▶ _本文抜粋_:
_ _ _ _

目次
物流業界において、商品を入荷して適切なタイミングで出荷するのは重要なことです。
生鮮食品は配送に時間かかると品質が落ちて、時間指定の商品はスケジュール通りの配送をしないと顧客の信頼を失いかねません。
そこで物流の流れを一括で管理しているのが、本記事で解説する物流センターです。
物流センターで行う業務の流れや種類、現状抱えている課題などについて解説します。
- 物流センターとは商品を入荷してから出荷するまでの業務を行っている施設
- 生産立地型は生産地の近くに設立、消費立地型は消費地の近くに設立
- インターチェンジ・港・空港へのアクセスが良好な位置での設立が最適
物流センターとは?
注文した商品が発注主に届くまで、物流センターで保管しています。
物流センターは保管をするイメージがありますが、出荷までの複雑な業務を一括で管理している施設です。
どのような業務をしているのか、倉庫との違いや業務の流れを解説します。
物流センターの概要
物流センターとは、商品を入荷してから出荷するまでの業務を行っている施設です。
倉庫は保管のみを目的としていますが、物流センターでは保管に加えてピッキングや梱包などをしています。
物流センターは頻繁に入荷と出荷を繰り返しているため、倉庫よりも出入り口が多いです。
企業によっては物流センターを自社で運営している場合があれば、委託している場合もあります。
自社で運営すると自社に合わせたシステムを構築できて、委託すると運用にかかるお金や人員のコスト削減が可能です。
※ピッキング:商品を保管場所から取り出して配送先にわける作業
業務の流れ
入荷と出荷の業務を含めると、全部で7つの工程があります。
1つ目は、仕入れ先から商品を入荷する業務です。
入荷伝票をチェックして、個数に違いがないか、荷物に破損がないかなどをチェックします。
2つ目は保管で、出荷するまで管理し続ける業務です。

_ _ _ _

▶ _演習課題_:
• 1. 上の物流センターに関する文章について、「物流センターは頻繁に入荷と出」から「ないかなどをチェックします。」までの部分をすべて、一字一句変えずに書き出しなさい。
• 2. 物流センターについて述べた上の文章の、最後の文に続く内容を書きなさい。

_ _ _ _

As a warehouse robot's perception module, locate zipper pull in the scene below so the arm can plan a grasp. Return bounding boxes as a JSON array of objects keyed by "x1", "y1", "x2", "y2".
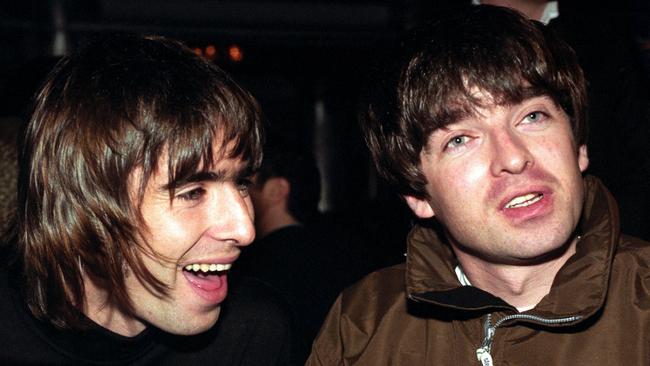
[
  {"x1": 476, "y1": 314, "x2": 496, "y2": 366},
  {"x1": 476, "y1": 347, "x2": 494, "y2": 366}
]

_ _ _ _

▶ _演習の解答_:
• 1.
物流センターは頻繁に入荷と出荷を繰り返しているため、倉庫よりも出入り口が多いです。
企業によっては物流センターを自社で運営している場合があれば、委託している場合もあります。
自社で運営すると自社に合わせたシステムを構築できて、委託すると運用にかかるお金や人員のコスト削減が可能です。
※ピッキング:商品を保管場所から取り出して配送先にわける作業
業務の流れ
入荷と出荷の業務を含めると、全部で7つの工程があります。
1つ目は、仕入れ先から商品を入荷する業務です。
入荷伝票をチェックして、個数に違いがないか、荷物に破損がないかなどをチェックします。

• 2.
ただ置いておくだけではなく、商品の品質を保つために温度や湿度を管理して、品質が落ちないように管理します。
3つ目は、出荷の指示をもとに商品を取り出すピッキング作業です。
広大で商品量が多い物流センターから特定の商品を迅速に取り出すために、どこに何があるのかを管理しておかなければなりません。
4つ目は流通加工で、小分け包装や商品のタグ付けなど、製品に合わせた加工業務をします。
5つ目は検品で、出荷する商品や発送先に間違いがないかを確認する業務です。
仮に間違ってしまうと、配送業者と注文主とのトラブルになってしまいます。
6つ目は包装・梱包で、衝撃で商品が壊れたり温度で質が落ちたりするのを防ぐ業務です。
破損や劣化を防ぐ適切な資材を使用することで、商品のダメージを最小限にします。
7つ目の出荷でようやく物流センターの業務が終わり、最終チェックをして注文主に届ける流れです。
物流センターの種類
物流センターには立地と業務に種類があり、生産的かつ効率的な出荷作業をしています。
特に業務の種類が多く、状況に合わせた物流センターの採用が企業に求められている時代です。
ここでは2つの立地と、7つの業務について解説します。
立地
物流センターには、生産立地型と消費立地型の2つがあります。
生産立地型は生産地の近くに設立して、消費立地型は消費地の近くに設立するのが特徴です。
どちらも配送コストを下げられる利点がありますが、配送する商品によって使い分ける必要があります。
例えば生鮮食品の配送で産地から消費地までの距離が長いと、鮮度が落ちてしまうため生産立地型には不向きです。
消費立地型であれば、生鮮食品をすぐに届けられるため、鮮度を保ったまま保管できます。
緊急性が高く、翌日配送をしなければならない商品を送るときも、消費立地型が最適です。
配送センター
配送センターとは、トラックの輸送拠点です。
エリア内の配送をする役割があり、誰に届けるか、どこに届けるかを仕分けしています。
顧客やエリアごとに仕分けることで、物流業務の合理化が可能です。
より出荷がスムーズになり、スピーディーな荷積みができます。
デポ
デポとは、配送センターよりも小型の物流拠点です。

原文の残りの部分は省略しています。